# Never Summer SL & K2 Auto Uprise



## Mysticfalcon (Nov 27, 2007)

Board: Never Summer SL 161 Bindings: K2 Auto Uprise

I got this setup as a quiver killer. Ive always had a lot of boards and I usually bring 2 to the hill in case 1 breaks or I feel like doing different things on the hill. Conditions I’ve ridden with it are pretty much everything but bottomless pow and death cookies. I weigh about 200 lbs. I usually ride anything from a 155 to a 166. I ride 75% in the glades. The tighter the better. 

My opinions:
First off the bindings: They are what I would call a light mid stiff binding. About a half notch softer than middle of the road. They are super comfy and I really like the added benefit of the canted footbeds. It really seems to keep me centered over the board better and reduces fatigue. Only drawback is I find the canted footbeds take away a little of my ability to do presses. I can however seem to get a little more pop out of the board with them. In case you were wondering yes I have ridden a SL with regular bindings (Rome 390) The auto setup is a little but weird and was much slower than a normal binding to get in and out of for my first couple runs. By the beginning of my 2nd day on them however I would say that I am about the same as a normal binding but as I get better with them I see them just getting easier and faster to deal with. Forward lean adjustment is a little weird but once its setup it has no real possibility of ever moving and it saves clutter on the highback. Overall I was very impressed with these. Never ridden K2 before but I like them.

**Entries provided:**

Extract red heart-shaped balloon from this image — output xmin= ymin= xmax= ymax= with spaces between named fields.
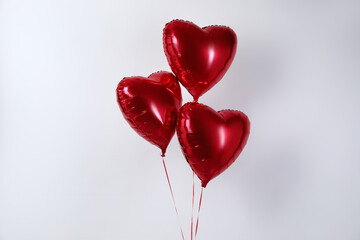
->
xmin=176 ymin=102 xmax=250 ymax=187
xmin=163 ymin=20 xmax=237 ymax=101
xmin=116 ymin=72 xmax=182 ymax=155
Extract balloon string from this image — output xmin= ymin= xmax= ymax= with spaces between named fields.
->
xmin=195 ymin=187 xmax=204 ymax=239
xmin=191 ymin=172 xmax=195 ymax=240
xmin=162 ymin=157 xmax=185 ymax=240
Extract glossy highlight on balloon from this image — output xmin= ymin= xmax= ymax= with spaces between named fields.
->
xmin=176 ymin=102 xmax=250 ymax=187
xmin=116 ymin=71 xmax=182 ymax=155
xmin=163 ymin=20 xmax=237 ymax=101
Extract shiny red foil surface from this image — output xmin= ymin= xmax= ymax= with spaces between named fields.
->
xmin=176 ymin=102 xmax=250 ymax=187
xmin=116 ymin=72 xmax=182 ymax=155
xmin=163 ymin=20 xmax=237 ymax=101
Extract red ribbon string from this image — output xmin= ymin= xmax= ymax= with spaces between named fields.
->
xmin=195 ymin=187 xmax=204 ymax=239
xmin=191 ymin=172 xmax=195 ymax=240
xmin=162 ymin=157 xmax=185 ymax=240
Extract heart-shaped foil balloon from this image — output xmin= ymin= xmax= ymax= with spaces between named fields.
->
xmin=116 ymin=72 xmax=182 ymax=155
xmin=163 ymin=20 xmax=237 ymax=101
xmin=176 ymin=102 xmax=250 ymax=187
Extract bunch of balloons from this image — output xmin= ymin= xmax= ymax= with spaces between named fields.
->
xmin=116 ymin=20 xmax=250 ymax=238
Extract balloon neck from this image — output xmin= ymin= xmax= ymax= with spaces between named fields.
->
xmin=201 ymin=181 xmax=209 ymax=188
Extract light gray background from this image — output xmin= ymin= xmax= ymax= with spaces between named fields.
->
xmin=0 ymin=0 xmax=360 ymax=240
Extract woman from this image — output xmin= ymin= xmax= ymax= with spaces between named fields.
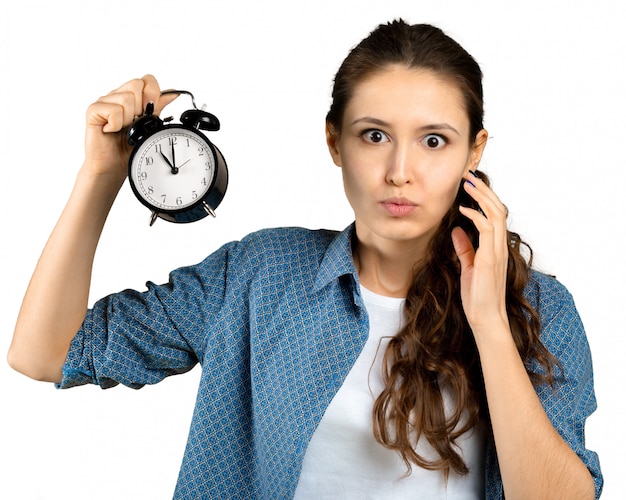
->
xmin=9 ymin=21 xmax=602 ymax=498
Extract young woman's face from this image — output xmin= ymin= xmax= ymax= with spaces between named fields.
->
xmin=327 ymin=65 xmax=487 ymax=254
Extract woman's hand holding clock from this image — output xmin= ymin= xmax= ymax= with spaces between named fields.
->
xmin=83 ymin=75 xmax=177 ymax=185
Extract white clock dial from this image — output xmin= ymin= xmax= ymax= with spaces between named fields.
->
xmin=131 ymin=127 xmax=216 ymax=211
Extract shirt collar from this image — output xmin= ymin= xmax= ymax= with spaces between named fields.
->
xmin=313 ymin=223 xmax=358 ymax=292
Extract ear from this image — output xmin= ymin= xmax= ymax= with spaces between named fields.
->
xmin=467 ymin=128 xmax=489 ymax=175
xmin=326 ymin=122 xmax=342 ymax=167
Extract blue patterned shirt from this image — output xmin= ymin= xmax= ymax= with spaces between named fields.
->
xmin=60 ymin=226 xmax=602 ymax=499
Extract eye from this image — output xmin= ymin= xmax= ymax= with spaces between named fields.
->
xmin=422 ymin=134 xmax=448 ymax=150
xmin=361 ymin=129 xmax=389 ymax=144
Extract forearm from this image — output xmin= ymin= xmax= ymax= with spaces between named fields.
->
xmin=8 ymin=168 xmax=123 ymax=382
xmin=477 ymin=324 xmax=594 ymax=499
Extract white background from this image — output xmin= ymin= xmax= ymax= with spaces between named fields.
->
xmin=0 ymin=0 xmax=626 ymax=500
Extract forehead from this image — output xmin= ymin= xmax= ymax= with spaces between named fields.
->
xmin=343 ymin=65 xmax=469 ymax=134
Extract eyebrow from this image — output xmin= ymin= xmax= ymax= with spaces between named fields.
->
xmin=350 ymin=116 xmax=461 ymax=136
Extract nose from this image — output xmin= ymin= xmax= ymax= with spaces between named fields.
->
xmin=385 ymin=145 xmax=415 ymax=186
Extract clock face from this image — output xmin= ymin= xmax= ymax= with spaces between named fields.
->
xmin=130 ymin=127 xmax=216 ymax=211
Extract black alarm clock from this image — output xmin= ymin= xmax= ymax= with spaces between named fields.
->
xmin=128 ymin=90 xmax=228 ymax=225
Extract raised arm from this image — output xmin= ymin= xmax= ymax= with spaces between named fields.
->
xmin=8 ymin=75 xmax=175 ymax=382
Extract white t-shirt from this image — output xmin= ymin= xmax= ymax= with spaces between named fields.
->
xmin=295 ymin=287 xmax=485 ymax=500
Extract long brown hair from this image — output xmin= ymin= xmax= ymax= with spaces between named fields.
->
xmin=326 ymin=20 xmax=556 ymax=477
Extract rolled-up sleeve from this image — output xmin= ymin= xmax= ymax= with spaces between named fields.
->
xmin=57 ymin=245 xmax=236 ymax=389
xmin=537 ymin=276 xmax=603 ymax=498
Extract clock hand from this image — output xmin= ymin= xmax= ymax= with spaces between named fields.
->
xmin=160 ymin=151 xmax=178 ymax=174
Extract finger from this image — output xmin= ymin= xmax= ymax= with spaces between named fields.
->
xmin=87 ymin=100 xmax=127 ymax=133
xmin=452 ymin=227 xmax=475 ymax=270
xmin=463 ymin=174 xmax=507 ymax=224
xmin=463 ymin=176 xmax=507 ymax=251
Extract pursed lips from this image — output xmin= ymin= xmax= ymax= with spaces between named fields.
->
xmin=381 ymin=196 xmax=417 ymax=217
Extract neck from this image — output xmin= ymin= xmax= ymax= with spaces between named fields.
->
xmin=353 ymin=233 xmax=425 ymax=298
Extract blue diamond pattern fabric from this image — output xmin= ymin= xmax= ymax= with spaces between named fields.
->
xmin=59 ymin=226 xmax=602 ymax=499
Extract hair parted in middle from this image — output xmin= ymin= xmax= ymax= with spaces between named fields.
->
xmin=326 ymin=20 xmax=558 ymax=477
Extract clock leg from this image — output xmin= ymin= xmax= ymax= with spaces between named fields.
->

...

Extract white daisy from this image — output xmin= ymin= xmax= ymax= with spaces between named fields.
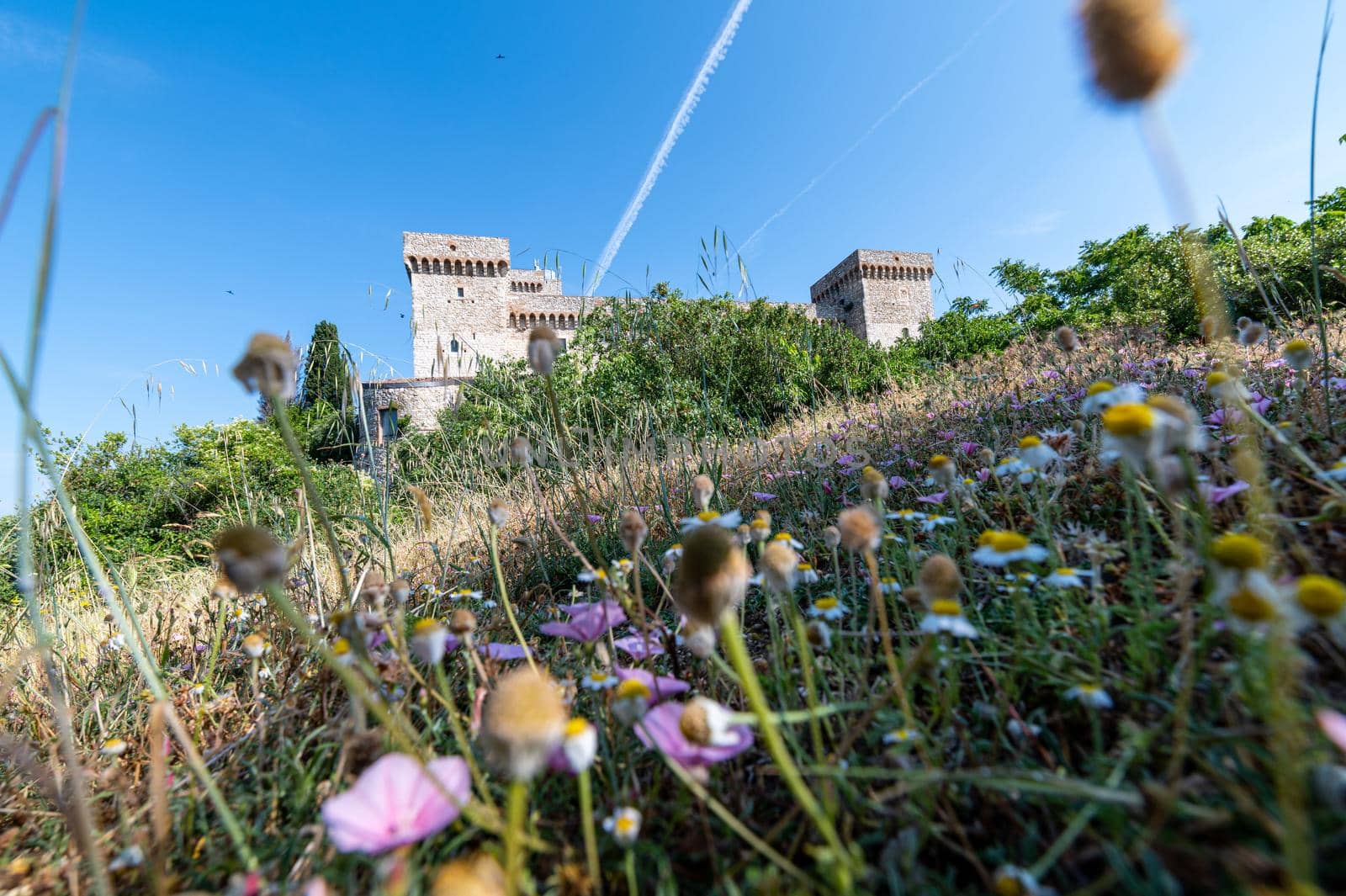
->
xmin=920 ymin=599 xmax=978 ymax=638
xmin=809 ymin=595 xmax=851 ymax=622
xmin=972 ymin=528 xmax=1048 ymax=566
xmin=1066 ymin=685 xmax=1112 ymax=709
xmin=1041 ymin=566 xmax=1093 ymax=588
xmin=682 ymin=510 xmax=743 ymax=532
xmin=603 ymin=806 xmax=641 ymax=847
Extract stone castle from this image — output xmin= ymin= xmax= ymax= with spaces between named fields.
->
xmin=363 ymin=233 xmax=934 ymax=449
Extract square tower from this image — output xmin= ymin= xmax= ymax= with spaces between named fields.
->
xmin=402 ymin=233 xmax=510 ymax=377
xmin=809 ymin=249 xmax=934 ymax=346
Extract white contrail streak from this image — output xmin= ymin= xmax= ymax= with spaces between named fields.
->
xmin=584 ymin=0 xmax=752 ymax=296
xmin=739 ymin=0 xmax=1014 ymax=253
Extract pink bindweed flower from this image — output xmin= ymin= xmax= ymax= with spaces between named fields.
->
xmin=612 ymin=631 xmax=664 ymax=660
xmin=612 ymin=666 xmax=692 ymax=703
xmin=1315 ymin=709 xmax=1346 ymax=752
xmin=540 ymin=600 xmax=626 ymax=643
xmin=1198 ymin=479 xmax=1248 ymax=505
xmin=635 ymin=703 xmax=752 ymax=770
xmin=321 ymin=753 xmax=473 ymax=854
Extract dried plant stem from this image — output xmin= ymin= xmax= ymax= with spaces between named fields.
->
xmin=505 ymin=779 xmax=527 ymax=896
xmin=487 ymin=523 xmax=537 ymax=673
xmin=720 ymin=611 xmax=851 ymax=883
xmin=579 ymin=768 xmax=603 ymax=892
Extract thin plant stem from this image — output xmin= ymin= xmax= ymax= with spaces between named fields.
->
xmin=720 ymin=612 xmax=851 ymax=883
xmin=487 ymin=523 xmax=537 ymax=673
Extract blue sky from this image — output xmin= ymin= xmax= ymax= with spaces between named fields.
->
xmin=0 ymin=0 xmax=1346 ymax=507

**What is asked:**
Duplicate the snowboard review word for word, from "Board: Never Summer" to "tighter the better.". The listing has nothing to do with what comes next.

**Response for this exercise:**
Board: Never Summer SL 161 Bindings: K2 Auto Uprise

I got this setup as a quiver killer. Ive always had a lot of boards and I usually bring 2 to the hill in case 1 breaks or I feel like doing different things on the hill. Conditions I’ve ridden with it are pretty much everything but bottomless pow and death cookies. I weigh about 200 lbs. I usually ride anything from a 155 to a 166. I ride 75% in the glades. The tighter the better.